» WHAT THE TASK REQUIRES
Please give the number of lines in the entries below that hold "fixture", with no other words.

» DATASET EXCERPTS
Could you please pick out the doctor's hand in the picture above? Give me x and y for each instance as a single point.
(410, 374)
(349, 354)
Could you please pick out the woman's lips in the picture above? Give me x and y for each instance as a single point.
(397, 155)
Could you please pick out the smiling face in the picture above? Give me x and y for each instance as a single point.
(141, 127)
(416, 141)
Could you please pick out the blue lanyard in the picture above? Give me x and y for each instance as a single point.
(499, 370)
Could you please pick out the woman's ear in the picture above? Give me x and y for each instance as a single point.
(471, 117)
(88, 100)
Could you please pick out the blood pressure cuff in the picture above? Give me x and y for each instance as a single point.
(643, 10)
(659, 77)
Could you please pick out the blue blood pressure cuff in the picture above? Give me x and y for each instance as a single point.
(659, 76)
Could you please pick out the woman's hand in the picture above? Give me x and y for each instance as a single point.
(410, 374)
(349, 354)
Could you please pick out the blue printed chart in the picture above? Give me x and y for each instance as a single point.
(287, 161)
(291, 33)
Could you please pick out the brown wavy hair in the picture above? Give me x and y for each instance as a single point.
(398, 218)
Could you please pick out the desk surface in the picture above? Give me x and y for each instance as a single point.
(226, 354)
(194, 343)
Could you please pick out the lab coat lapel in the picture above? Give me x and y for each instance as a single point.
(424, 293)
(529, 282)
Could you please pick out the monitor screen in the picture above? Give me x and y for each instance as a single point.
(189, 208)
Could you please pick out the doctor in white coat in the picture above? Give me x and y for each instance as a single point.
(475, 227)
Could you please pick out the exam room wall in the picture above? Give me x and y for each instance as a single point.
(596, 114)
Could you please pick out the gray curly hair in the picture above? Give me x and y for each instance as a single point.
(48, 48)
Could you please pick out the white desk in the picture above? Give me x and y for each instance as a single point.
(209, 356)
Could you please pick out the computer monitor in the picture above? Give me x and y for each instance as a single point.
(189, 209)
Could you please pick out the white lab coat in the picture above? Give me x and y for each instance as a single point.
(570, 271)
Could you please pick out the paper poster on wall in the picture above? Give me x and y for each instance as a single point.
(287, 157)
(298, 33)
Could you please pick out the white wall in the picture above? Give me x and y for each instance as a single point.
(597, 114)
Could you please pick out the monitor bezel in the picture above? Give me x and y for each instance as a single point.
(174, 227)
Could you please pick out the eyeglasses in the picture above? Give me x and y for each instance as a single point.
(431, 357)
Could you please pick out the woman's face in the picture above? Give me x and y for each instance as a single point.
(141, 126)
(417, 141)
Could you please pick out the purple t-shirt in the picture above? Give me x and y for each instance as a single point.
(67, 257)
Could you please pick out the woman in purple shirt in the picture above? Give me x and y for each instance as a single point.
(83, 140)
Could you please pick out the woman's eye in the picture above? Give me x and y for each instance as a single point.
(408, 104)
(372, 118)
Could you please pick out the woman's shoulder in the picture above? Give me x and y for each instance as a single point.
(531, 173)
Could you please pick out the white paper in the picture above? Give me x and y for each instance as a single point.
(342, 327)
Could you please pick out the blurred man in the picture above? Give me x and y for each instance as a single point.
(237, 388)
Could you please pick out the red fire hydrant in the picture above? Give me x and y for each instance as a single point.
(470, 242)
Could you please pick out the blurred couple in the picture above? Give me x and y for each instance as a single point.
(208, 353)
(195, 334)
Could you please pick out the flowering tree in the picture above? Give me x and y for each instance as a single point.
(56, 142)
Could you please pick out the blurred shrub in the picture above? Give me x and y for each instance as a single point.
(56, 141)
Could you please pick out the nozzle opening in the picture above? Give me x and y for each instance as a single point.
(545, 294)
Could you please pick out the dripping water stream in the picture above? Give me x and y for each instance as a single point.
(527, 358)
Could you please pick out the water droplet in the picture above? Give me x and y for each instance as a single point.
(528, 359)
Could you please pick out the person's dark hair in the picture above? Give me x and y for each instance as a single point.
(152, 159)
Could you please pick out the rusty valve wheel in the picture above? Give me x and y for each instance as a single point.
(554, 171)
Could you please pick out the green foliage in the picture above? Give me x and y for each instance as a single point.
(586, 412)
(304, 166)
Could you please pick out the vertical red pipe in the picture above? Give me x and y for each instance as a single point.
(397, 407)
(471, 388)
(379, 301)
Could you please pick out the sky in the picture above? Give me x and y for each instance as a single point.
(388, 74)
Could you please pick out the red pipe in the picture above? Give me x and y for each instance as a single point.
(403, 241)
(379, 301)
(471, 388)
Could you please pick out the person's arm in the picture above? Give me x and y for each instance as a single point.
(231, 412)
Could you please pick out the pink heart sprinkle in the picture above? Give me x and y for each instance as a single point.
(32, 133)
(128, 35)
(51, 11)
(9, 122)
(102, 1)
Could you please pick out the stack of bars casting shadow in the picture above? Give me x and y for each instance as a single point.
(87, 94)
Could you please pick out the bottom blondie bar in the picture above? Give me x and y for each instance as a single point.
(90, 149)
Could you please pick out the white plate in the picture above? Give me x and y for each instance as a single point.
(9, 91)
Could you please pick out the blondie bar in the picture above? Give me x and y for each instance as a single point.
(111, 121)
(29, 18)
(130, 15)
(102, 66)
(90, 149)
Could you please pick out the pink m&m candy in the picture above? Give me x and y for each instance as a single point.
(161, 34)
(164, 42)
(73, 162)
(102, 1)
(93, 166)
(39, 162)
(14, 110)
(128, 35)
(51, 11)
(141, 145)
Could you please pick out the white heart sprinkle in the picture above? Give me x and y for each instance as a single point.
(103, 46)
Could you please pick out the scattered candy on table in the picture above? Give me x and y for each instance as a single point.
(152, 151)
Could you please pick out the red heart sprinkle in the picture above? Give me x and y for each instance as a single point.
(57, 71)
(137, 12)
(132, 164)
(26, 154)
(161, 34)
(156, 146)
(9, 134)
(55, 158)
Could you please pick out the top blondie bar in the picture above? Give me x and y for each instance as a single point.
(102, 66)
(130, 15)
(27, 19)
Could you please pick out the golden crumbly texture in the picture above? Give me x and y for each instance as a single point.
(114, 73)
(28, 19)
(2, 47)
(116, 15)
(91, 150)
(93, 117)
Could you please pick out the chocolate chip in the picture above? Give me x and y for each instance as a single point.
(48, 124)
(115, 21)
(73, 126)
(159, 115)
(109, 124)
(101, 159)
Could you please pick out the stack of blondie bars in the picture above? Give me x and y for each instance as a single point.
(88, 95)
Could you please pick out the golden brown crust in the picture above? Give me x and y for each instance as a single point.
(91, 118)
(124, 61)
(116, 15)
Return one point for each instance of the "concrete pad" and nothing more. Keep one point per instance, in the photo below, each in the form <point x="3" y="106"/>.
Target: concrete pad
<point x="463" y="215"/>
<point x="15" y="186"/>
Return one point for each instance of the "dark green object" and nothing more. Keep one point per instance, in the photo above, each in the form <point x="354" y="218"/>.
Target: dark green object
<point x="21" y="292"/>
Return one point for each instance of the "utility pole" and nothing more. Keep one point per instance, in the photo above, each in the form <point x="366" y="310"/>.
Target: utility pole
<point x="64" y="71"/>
---
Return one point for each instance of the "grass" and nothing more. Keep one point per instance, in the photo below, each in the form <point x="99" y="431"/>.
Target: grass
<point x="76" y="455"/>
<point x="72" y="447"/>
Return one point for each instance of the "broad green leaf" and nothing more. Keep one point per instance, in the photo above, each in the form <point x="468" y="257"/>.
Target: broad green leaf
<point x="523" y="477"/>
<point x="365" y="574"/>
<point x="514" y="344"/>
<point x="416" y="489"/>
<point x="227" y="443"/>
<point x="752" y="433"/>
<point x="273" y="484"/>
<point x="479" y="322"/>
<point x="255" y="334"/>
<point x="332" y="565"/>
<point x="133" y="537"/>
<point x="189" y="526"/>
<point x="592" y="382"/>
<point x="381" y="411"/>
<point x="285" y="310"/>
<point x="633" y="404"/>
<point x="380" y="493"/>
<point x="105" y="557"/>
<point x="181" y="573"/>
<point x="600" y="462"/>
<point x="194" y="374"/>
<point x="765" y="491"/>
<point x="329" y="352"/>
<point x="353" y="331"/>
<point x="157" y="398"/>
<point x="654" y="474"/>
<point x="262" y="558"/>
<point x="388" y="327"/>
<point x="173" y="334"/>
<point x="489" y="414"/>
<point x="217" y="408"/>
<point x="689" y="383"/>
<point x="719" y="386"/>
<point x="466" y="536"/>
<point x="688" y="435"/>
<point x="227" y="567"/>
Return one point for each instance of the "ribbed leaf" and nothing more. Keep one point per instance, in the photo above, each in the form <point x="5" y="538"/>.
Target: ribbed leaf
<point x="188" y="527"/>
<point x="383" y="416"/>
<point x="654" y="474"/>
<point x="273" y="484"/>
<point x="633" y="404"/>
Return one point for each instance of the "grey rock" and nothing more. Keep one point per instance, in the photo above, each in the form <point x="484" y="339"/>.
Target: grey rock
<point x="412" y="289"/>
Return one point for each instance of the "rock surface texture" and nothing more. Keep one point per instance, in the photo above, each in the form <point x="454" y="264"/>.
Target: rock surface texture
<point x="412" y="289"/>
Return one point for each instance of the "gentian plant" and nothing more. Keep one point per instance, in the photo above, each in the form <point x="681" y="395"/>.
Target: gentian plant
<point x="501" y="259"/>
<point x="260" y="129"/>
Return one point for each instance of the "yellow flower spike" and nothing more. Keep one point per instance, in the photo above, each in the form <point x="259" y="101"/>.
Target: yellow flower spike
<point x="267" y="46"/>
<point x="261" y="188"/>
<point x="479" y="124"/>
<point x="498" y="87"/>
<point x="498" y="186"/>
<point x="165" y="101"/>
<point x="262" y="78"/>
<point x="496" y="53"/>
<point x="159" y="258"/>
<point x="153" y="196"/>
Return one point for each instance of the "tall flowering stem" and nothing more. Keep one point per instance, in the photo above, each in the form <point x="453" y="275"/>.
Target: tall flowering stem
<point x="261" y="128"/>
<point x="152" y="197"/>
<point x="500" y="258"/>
...
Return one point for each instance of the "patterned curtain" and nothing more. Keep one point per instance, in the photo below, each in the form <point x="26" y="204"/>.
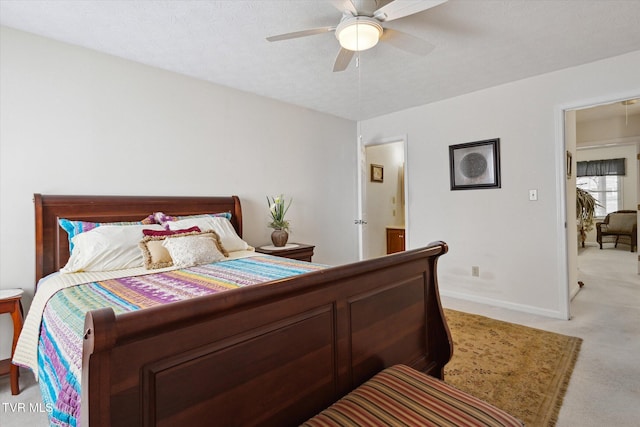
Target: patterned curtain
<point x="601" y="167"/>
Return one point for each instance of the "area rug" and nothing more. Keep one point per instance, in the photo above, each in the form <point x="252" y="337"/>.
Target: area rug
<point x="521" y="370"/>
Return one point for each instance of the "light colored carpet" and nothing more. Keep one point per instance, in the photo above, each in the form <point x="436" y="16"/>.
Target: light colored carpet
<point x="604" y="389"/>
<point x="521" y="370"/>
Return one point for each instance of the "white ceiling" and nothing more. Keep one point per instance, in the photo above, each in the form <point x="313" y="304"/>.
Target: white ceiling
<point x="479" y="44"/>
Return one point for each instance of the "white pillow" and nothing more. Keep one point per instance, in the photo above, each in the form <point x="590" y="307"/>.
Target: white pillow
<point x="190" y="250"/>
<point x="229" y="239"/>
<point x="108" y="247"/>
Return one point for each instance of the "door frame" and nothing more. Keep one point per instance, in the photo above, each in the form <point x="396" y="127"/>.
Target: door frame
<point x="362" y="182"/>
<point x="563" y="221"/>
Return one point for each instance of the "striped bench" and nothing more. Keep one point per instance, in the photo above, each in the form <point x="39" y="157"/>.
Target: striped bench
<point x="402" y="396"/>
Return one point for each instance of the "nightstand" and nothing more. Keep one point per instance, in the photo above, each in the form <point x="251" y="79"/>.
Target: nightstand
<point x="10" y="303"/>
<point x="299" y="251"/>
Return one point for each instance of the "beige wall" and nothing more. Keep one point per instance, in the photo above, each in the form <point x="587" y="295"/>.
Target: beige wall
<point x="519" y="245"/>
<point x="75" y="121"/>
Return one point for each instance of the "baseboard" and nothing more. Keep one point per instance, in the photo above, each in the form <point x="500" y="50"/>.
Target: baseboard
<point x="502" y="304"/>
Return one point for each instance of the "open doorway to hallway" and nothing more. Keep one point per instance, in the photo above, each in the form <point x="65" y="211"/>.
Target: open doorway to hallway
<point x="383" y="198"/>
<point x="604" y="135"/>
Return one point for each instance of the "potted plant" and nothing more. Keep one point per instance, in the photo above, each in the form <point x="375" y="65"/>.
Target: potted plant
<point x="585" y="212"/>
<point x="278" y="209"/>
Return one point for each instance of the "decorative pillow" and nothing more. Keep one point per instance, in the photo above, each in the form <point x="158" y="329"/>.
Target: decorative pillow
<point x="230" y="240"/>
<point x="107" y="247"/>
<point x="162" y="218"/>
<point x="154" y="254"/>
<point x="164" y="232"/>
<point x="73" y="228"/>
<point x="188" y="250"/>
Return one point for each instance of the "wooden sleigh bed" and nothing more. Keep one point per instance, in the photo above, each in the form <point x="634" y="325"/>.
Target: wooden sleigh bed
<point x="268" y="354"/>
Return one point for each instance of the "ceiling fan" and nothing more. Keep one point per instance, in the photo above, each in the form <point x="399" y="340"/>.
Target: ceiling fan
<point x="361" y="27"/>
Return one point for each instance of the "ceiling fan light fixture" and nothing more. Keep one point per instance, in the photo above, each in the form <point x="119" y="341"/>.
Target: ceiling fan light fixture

» FINISHED TASK
2